# DATA RECORDS
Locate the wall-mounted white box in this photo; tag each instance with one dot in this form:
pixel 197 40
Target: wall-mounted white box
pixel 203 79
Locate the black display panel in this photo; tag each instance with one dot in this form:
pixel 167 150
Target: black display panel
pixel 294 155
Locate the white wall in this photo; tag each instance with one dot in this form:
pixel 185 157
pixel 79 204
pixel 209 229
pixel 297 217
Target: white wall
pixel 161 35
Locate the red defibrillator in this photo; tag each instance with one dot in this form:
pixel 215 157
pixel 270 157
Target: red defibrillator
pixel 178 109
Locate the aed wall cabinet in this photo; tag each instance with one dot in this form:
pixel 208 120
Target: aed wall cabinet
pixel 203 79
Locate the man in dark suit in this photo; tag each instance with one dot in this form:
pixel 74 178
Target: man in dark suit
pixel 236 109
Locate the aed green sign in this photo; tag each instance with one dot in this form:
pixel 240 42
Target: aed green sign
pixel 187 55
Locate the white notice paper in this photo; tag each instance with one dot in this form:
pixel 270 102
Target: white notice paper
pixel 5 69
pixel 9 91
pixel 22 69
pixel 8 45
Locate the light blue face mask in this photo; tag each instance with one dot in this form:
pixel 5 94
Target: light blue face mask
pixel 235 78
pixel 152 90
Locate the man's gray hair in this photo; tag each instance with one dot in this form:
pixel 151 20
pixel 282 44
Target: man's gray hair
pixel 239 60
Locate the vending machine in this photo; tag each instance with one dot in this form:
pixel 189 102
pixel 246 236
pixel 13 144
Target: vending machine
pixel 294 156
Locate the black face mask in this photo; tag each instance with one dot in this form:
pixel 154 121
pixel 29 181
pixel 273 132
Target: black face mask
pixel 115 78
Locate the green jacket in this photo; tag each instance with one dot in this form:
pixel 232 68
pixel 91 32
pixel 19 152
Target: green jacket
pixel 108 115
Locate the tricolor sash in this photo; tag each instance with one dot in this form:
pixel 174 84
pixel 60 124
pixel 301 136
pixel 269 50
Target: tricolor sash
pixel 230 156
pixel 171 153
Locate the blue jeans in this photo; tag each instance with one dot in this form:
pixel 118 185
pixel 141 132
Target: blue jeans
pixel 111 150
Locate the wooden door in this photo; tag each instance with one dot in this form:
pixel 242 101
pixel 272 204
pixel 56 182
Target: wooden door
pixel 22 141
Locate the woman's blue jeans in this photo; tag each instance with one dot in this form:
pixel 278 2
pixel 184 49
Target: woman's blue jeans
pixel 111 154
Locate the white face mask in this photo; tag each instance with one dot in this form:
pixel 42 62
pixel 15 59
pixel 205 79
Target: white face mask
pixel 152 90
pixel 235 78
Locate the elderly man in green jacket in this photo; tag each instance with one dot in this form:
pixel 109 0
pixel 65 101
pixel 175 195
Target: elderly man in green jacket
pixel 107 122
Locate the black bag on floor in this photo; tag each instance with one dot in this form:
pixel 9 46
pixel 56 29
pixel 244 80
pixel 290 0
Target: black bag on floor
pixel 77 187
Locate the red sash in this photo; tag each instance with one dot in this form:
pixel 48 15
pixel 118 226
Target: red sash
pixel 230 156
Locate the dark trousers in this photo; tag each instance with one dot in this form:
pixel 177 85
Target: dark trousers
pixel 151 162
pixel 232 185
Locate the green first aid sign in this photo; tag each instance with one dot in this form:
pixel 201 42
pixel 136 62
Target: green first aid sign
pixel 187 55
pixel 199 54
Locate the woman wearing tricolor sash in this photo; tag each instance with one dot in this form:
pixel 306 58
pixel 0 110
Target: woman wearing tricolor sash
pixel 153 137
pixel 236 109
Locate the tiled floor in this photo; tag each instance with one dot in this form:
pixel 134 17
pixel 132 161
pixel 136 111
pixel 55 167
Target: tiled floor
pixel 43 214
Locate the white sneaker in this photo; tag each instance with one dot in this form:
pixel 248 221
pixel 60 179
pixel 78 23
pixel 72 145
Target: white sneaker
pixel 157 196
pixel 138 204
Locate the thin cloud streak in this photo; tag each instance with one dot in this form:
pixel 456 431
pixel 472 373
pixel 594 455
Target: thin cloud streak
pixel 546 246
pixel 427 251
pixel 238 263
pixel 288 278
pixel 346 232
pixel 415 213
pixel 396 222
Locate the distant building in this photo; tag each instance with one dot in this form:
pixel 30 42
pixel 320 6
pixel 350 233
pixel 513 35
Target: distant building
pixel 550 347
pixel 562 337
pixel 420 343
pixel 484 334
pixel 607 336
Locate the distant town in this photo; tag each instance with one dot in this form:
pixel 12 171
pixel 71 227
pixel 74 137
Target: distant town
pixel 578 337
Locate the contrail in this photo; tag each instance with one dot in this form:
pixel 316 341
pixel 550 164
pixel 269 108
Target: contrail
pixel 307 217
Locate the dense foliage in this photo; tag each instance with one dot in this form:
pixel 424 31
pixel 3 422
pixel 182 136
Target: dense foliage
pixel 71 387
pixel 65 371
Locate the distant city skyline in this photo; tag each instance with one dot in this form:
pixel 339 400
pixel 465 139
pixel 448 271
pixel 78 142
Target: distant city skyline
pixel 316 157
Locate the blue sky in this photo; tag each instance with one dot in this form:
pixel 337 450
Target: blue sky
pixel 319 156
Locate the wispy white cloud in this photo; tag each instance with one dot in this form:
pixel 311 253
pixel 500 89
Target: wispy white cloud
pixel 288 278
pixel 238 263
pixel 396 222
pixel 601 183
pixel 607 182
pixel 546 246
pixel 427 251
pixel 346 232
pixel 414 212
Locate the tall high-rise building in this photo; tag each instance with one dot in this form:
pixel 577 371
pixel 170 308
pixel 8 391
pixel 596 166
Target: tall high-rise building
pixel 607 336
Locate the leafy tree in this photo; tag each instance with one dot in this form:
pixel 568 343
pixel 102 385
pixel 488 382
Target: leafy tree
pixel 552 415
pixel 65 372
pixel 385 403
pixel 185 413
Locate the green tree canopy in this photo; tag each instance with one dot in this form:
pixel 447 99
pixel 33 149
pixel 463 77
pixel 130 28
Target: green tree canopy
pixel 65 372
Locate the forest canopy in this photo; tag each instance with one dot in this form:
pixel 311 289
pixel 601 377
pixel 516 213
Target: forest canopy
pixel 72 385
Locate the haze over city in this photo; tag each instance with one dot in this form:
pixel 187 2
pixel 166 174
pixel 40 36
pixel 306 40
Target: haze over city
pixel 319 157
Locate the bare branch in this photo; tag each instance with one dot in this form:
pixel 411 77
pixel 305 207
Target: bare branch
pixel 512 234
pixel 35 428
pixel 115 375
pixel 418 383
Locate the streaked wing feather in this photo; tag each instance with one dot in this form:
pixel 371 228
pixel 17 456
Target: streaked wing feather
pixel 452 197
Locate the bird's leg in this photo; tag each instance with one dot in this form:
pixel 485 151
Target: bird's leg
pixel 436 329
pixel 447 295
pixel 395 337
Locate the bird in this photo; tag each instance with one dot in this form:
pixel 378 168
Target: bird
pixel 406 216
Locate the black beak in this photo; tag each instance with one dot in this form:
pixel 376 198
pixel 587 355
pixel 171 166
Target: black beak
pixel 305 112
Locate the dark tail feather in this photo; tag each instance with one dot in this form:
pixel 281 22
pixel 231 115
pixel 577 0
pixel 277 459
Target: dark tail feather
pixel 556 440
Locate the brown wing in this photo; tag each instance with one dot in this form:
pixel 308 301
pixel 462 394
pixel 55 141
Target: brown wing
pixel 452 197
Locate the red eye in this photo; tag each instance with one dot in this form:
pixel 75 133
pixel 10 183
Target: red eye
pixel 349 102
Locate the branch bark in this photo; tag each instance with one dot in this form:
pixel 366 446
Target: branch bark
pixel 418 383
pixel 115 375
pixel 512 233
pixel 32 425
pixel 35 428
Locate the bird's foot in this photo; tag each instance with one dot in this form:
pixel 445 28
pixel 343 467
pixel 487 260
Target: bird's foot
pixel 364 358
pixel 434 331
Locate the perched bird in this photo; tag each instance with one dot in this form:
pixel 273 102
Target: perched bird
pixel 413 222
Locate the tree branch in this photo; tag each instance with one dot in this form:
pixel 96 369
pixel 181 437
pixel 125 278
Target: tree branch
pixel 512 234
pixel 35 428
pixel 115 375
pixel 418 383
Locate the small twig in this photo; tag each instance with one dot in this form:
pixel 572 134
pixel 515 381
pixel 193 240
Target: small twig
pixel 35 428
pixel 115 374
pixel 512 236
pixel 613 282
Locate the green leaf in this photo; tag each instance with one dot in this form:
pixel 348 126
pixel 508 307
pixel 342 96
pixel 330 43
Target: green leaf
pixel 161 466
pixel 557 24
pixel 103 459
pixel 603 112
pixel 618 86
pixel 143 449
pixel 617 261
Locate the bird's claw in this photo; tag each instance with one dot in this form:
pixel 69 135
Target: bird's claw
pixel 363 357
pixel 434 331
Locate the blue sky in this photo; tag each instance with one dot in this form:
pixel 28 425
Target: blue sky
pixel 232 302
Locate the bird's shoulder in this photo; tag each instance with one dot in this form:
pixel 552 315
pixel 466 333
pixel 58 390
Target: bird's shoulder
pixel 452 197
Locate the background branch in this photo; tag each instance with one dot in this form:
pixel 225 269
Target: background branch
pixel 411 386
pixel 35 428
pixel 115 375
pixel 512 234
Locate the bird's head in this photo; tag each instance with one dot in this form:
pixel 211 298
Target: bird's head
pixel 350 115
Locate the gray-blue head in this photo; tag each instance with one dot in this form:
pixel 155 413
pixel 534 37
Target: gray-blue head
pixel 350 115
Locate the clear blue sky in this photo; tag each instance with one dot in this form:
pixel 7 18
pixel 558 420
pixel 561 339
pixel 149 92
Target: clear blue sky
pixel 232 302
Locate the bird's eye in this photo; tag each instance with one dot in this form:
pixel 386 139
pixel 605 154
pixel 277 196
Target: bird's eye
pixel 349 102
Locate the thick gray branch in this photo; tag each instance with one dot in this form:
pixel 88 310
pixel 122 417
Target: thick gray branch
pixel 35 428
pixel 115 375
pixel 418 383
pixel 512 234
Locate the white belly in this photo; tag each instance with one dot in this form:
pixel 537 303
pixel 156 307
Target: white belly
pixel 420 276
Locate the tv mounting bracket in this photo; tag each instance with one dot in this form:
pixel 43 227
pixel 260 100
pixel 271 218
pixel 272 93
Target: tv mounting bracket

# TASK INSTRUCTIONS
Can you write out, unchanged, the lines of the material starting at the line containing "Locate the green tree" and ending at the line containing "pixel 319 157", with both of those lines included?

# WORKED SOLUTION
Locate the green tree canopy in this photo; tag each instance with one dot in this form:
pixel 447 99
pixel 33 149
pixel 463 77
pixel 130 28
Target: green tree canopy
pixel 65 372
Locate the forest canopy in this photo; tag each instance with one dot in this form:
pixel 311 289
pixel 601 377
pixel 516 213
Target: forest canopy
pixel 72 385
Locate the haze over city in this photo; tag each instance with one dot in this form:
pixel 187 2
pixel 166 174
pixel 40 36
pixel 306 40
Target: haze over city
pixel 319 157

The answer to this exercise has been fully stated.